# To be done:
Locate every row below that contains the word "each", and copy those rows out in full.

# Excerpted records:
»»

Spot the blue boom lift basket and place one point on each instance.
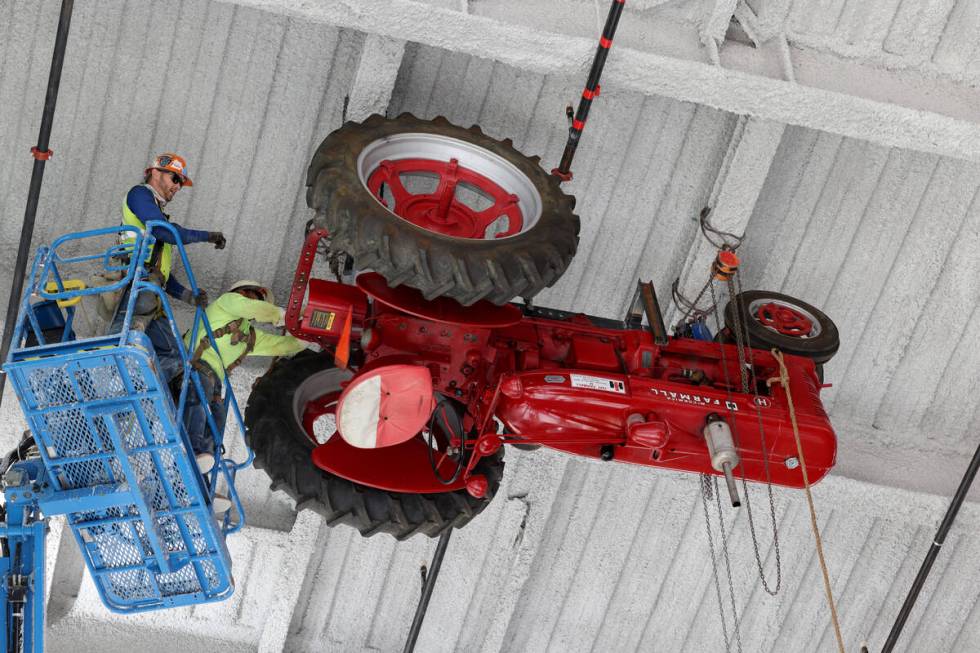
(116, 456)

««
»»

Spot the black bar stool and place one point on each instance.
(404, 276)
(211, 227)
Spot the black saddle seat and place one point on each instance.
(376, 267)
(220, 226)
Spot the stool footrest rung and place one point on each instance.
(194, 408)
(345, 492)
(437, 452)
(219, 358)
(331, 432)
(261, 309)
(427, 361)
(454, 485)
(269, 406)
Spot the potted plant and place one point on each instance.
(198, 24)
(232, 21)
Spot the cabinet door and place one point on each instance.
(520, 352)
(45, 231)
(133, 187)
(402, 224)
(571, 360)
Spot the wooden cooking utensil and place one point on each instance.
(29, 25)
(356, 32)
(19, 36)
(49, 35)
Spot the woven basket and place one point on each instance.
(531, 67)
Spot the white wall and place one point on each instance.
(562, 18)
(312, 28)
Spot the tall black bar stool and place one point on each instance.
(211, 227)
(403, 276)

««

# Exercise response:
Spot the blue boom lift basket and place one point on each instance.
Spot the black bar stool and place one point on each instance.
Spot the black saddle seat and place one point on each instance.
Spot the stool footrest rung and place one point on each instance.
Spot the potted plant and place one point on each instance.
Spot the cabinet door and place one point on each instance.
Spot the wooden cooking utensil and place one point on each instance.
Spot the woven basket and place one point on each instance.
Spot the white wall and place one point on each instance.
Spot the tall black bar stool and place one point on each instance.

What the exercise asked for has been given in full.